Set task 1 >> Summarize the section on failure of equidistribution for x, x+y, x+2y, x+y^2 in two sentences.

Excerpted text >>
════════════════════

11. Failure of equidistribution for $x, x+y, x+2y, x+y^{2}$

Failure to satisfy filtration condition is one reason why it may be hard to work with Leibman group for more general polynomial progressions. Perhaps more interestingly, we can find progressions that satisfy filtration condition, yet they do not equidistribute on the Leibman nilmanifold. In particular, these arguments break for the configuration

\[ \vec{P}(x,y) = (x, x+y, x+2y, x+y^{2}) = (x, x+y, x+2y, x+y+2{{y}\choose{2}}). \]

For this progression, we have

\[ \mathcal{P}_{1,j}=\begin{cases} {\textrm{Span}}\{(1,1,1,1), (0,1,2,1), (0,0,0,1)\}, & j=1\\ 0 \times 0 \times 0 \times \mathbb{R}, & j=2\\ 0, & j \geqslant 3, \end{cases} \]

and we can moreover prove the following.

Lemma 11.1 For $i\geqslant 2$, we have

\[ \mathcal{P}_{i,j}=\begin{cases} \mathbb{R}^{4}, & 1\leqslant j\leqslant i\\ 0 \times 0 \times 0 \times \mathbb{R}, & i+1 \leqslant j\leqslant 2i \\ 0, & j > 2i, \end{cases} \]

Proof. The case $j> 2i$ follows from the fact that $\deg ({{\vec {P}(x,y)}\choose {i}})=2i$. For $i+1 \leqslant j\leqslant 2i$, we note that ${{x}\choose {i}}$, ${{x+y}\choose {i}}$ and ${{x+2y}\choose {i}}$ all have degree $i$, and so $\mathcal {P}_{i,j}\subseteq 0\times 0 \times 0 \times \mathbb {R}$. That this is equality follows from the fact that the coefficient of ${{y}\choose {2}}$ is a non-zero multiple of the vector $(0,0,0,1)$. The case $1\leqslant j\leqslant i$ follows from the fact that

(31)\begin{align} {{\vec{P}(x,y)}\choose{2}} & = (1,1,1,1){{x}\choose{2}} + (0,1,2,1)xy+(0,1,4,6){{y}\choose{2}}+(0,0,0,1)y \nonumber\\ & \quad+ (0,0,0,2)x{{y}\choose{2}} + (0,0,0,18){{y}\choose{3}}+(0,0,0,12){{y}\choose{4}} \end{align}

and $\mathcal {P}_{i,j}\supseteq \mathcal {P}_{2,j}$ for $i\geqslant 2$ by Lemma 3.1.

════════════════════

Data extract >>

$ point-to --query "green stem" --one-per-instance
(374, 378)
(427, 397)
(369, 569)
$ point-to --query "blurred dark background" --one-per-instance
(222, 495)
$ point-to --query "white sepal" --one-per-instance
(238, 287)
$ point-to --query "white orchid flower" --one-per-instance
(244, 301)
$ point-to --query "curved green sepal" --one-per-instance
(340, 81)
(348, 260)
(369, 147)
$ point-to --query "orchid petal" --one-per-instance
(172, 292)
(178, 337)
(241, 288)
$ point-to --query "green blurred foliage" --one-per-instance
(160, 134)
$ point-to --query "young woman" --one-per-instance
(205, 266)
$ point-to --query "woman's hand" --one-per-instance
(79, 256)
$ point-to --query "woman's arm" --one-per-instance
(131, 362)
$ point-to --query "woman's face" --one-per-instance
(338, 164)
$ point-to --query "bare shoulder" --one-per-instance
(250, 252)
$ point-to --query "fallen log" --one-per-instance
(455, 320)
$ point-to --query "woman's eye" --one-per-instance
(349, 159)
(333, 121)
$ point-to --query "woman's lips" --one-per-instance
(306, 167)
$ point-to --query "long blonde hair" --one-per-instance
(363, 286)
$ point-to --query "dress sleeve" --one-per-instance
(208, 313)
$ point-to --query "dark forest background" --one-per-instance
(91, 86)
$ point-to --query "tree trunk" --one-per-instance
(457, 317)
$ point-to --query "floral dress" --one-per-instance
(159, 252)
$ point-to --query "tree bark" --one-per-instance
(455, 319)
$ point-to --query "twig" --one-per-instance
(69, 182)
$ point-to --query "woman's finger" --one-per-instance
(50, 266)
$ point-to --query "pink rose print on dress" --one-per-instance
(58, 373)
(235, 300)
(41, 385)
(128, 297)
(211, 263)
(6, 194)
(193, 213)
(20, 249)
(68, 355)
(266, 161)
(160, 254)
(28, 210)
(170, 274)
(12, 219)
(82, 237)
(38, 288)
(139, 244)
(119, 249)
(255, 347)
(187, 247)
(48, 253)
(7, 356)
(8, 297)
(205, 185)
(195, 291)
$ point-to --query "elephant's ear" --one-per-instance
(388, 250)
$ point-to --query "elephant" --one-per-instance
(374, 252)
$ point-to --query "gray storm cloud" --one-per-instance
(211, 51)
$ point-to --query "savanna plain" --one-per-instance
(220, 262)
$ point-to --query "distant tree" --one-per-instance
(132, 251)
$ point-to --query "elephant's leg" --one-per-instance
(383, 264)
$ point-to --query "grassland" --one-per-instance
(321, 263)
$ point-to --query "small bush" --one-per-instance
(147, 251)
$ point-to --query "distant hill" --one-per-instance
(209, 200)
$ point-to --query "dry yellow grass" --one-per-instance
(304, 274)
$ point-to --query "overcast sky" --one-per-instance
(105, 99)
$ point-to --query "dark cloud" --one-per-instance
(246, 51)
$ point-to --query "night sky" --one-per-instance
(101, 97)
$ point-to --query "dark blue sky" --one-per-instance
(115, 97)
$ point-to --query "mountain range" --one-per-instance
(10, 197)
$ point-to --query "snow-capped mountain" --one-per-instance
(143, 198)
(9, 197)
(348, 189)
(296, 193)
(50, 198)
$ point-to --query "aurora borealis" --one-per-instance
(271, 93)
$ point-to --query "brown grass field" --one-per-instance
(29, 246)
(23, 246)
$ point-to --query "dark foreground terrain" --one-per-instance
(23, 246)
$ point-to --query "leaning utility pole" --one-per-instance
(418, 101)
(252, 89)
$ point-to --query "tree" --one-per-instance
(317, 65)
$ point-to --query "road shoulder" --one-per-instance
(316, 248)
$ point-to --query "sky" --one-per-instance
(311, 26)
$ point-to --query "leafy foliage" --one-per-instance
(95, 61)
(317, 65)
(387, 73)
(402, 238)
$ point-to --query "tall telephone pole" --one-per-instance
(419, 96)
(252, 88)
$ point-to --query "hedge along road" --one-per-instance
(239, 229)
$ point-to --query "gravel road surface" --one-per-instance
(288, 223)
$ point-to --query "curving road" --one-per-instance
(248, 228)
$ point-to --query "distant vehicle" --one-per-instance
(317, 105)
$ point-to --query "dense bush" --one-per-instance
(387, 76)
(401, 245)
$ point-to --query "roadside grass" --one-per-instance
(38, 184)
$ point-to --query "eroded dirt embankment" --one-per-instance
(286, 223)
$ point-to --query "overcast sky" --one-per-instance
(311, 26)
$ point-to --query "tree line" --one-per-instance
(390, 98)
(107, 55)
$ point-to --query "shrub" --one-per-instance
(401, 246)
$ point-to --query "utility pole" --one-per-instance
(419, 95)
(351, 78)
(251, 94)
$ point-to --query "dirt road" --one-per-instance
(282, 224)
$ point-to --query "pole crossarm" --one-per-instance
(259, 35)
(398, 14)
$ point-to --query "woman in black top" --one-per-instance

════════════════════

Set task 2 >> From the entries, pull out every line that contains the word "distant".

Correct answer 1 >> Failing the filtration condition is one reason the Leibman group can be hard to use for more general polynomial progressions, and some progressions that do satisfy the condition still fail to equidistribute on the Leibman nilmanifold, such as (x, x+y, x+2y, x+y^2). For this progression, Lemma 11.1 states that when i ≥ 2, the space P_{i,j} is R^4 for 1 ≤ j ≤ i, is 0 × 0 × 0 × R for i+1 ≤ j ≤ 2i, and is 0 for j > 2i.

Correct answer 2 >>
$ point-to --query "distant tree" --one-per-instance
$ point-to --query "distant hill" --one-per-instance
$ point-to --query "distant vehicle" --one-per-instance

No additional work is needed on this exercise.